(Location identification entries)
▬▬▬▬▬▬

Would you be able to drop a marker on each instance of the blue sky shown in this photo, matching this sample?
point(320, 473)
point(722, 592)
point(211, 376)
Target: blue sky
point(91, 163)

▬▬▬▬▬▬

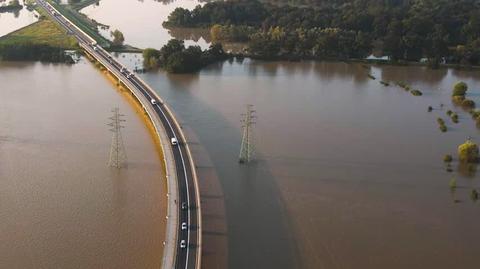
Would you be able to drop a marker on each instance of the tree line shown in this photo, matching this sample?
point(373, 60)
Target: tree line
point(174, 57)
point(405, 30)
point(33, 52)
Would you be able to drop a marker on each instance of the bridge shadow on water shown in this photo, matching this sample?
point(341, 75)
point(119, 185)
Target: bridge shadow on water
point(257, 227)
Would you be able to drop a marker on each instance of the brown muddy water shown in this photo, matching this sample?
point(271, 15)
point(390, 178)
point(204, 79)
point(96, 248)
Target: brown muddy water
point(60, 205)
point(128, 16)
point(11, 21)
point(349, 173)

▬▬▬▬▬▬

THE PROBLEM. Reproduce the entries verbatim, beginning at the line that contains "of the brown" and stopping after the line that contains "point(349, 173)".

TASK RESPONSE.
Would you be able to drop a marker on each instance of the brown muddy water shown in this photo, matching this sample?
point(271, 15)
point(390, 178)
point(204, 79)
point(96, 248)
Target: brown muddy water
point(60, 205)
point(128, 16)
point(11, 21)
point(349, 173)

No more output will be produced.